What this task involves - Write out, unchanged, the lines from the one holding "Indicate each instance of the gloved" to the close of the listing. Both the first and last lines belong in it.

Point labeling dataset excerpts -
▽
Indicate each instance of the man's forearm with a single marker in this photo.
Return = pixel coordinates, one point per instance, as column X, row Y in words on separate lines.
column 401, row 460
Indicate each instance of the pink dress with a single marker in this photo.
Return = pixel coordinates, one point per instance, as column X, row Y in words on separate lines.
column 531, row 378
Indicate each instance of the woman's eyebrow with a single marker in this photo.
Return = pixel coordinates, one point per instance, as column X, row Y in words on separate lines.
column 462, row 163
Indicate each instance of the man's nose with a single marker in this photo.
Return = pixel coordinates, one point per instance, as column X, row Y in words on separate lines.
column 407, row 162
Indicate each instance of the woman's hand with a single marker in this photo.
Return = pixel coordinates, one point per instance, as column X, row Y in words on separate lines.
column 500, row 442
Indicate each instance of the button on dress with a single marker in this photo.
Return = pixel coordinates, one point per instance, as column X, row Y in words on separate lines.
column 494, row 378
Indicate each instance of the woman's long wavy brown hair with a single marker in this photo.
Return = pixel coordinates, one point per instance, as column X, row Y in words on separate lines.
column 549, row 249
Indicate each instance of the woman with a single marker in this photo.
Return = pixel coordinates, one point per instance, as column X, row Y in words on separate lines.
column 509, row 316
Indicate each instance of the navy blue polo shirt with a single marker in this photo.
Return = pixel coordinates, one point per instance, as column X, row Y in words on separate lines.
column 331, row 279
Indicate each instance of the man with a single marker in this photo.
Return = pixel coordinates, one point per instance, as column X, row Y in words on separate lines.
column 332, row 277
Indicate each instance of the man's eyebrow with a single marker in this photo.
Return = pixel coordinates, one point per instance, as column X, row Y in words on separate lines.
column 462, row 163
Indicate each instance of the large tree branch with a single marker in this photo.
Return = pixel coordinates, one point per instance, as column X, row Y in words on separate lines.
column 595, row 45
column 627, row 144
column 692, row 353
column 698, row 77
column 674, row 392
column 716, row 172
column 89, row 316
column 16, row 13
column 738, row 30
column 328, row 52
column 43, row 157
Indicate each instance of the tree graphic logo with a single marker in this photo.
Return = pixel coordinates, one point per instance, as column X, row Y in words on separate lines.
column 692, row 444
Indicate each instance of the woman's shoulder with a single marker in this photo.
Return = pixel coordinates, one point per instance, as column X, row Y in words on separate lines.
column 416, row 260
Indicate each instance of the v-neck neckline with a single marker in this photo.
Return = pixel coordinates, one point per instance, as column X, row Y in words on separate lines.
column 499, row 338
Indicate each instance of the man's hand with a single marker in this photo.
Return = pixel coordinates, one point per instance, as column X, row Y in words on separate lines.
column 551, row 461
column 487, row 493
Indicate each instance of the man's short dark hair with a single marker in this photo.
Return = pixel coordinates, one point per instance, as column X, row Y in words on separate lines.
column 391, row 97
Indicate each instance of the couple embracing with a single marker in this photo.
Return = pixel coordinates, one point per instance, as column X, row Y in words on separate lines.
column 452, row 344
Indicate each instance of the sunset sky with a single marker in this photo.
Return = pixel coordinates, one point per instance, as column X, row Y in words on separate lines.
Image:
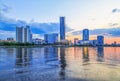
column 80, row 14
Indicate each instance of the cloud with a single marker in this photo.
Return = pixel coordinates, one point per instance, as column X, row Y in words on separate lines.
column 116, row 10
column 106, row 32
column 38, row 29
column 4, row 8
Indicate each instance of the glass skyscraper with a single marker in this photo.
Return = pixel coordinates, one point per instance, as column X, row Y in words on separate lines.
column 51, row 38
column 62, row 28
column 23, row 34
column 85, row 35
column 100, row 40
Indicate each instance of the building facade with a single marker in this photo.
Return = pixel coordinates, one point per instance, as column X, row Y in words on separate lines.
column 62, row 28
column 85, row 35
column 100, row 40
column 23, row 34
column 51, row 38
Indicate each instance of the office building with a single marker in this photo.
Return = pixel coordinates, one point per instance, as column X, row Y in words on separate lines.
column 100, row 40
column 10, row 39
column 51, row 38
column 23, row 34
column 19, row 34
column 62, row 28
column 85, row 35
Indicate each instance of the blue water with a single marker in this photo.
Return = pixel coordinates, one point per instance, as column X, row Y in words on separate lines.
column 60, row 64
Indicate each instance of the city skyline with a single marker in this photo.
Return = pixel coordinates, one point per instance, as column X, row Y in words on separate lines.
column 100, row 17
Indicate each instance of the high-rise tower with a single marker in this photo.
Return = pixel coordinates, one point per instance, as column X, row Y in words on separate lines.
column 62, row 28
column 85, row 35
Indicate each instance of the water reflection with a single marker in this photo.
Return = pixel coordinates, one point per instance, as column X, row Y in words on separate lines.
column 85, row 54
column 62, row 63
column 100, row 53
column 23, row 57
column 50, row 54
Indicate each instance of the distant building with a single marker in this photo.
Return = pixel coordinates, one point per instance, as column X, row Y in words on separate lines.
column 76, row 41
column 23, row 34
column 62, row 28
column 85, row 35
column 100, row 40
column 38, row 41
column 10, row 39
column 51, row 38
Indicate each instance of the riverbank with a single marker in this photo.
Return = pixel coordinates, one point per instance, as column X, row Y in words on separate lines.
column 38, row 46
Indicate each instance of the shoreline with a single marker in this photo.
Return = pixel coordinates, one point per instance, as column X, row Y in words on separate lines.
column 38, row 46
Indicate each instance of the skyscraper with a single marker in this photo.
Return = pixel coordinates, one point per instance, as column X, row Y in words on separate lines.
column 85, row 35
column 23, row 34
column 100, row 40
column 62, row 28
column 51, row 38
column 19, row 34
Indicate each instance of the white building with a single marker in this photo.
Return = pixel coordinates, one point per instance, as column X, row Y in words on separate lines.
column 23, row 34
column 51, row 38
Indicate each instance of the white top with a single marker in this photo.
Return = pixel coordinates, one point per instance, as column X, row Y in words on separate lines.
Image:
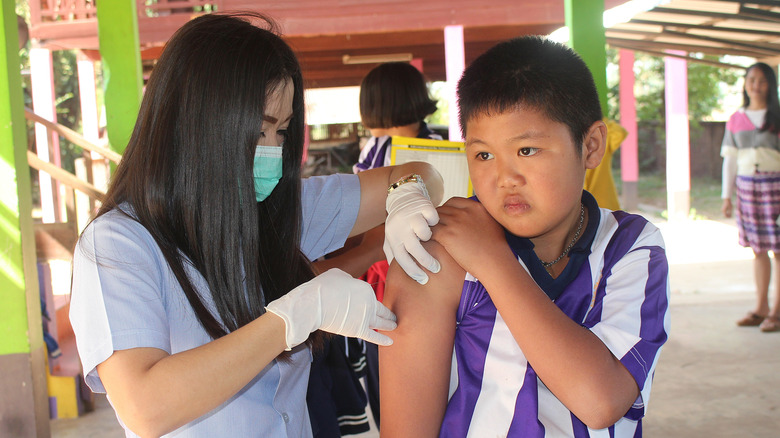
column 124, row 295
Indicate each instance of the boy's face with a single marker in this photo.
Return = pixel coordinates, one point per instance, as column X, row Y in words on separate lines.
column 526, row 171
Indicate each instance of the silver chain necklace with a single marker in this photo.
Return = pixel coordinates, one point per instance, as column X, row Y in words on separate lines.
column 571, row 244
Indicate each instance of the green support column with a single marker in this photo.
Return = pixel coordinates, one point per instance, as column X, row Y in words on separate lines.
column 587, row 38
column 24, row 410
column 122, row 72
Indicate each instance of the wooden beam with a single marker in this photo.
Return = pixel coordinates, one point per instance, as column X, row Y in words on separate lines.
column 662, row 54
column 73, row 136
column 761, row 14
column 767, row 49
column 64, row 176
column 706, row 27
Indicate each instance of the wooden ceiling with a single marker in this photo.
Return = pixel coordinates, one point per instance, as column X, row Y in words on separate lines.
column 717, row 27
column 322, row 32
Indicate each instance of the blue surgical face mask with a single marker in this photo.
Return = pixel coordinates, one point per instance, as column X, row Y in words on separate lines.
column 267, row 170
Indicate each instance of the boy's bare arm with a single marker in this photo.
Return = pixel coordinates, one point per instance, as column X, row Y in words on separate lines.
column 415, row 370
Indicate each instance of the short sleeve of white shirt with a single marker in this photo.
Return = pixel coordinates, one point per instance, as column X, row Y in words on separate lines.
column 119, row 278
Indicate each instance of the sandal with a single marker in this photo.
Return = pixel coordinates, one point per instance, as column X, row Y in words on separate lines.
column 770, row 324
column 751, row 320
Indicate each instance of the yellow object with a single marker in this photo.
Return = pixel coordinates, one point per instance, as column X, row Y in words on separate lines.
column 599, row 181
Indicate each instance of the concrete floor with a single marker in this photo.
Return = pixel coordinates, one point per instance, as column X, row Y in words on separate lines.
column 713, row 380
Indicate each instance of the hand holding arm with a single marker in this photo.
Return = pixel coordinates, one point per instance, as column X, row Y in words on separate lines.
column 413, row 212
column 410, row 214
column 336, row 303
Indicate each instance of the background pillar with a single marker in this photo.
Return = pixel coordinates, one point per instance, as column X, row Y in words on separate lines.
column 122, row 73
column 24, row 410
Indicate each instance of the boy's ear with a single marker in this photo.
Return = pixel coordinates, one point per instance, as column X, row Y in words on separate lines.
column 595, row 144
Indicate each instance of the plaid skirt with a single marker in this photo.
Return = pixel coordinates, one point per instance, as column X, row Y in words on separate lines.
column 758, row 209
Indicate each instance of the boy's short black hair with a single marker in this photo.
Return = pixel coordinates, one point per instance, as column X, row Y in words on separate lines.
column 394, row 94
column 531, row 72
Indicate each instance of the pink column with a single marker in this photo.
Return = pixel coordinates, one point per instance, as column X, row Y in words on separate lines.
column 47, row 146
column 455, row 59
column 678, row 180
column 629, row 149
column 417, row 63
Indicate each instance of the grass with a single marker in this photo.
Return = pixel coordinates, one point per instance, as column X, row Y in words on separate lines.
column 705, row 194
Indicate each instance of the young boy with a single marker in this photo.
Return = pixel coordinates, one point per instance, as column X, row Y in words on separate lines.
column 549, row 313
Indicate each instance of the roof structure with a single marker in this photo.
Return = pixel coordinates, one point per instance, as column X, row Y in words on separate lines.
column 339, row 41
column 331, row 37
column 714, row 27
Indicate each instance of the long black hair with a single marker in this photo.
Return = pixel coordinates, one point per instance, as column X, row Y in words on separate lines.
column 394, row 94
column 187, row 170
column 772, row 118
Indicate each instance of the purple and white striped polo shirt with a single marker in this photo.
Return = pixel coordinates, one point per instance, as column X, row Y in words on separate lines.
column 616, row 284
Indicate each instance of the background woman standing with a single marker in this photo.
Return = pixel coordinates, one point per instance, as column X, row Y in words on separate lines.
column 751, row 165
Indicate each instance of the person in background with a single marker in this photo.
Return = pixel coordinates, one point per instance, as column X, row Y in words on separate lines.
column 193, row 298
column 549, row 313
column 394, row 101
column 751, row 170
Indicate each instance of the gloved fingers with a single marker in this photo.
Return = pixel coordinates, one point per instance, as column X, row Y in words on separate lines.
column 377, row 338
column 387, row 249
column 409, row 266
column 431, row 215
column 420, row 228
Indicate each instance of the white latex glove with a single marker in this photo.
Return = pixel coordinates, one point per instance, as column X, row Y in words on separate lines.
column 334, row 302
column 410, row 216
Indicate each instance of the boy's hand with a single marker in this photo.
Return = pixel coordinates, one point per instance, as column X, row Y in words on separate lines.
column 468, row 233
△
Solution to this task -
Indicate each instance of the gloved fingers with a single marker in this photo.
Return = pixel coordinates, one point per instance, as column X, row Y in words on separate lines.
column 377, row 338
column 387, row 249
column 409, row 266
column 431, row 215
column 420, row 228
Indicate each instance of the white latex glove with a single marker in this photo.
Return = pixel coordinates, one point per instance, as column X, row Y in words on separate lines.
column 334, row 302
column 410, row 216
Indicate each instance of the boy's hand with a single marker in this photo.
Return = pixel coordinates, one point per instance, as column X, row Y in words on separate lines.
column 468, row 233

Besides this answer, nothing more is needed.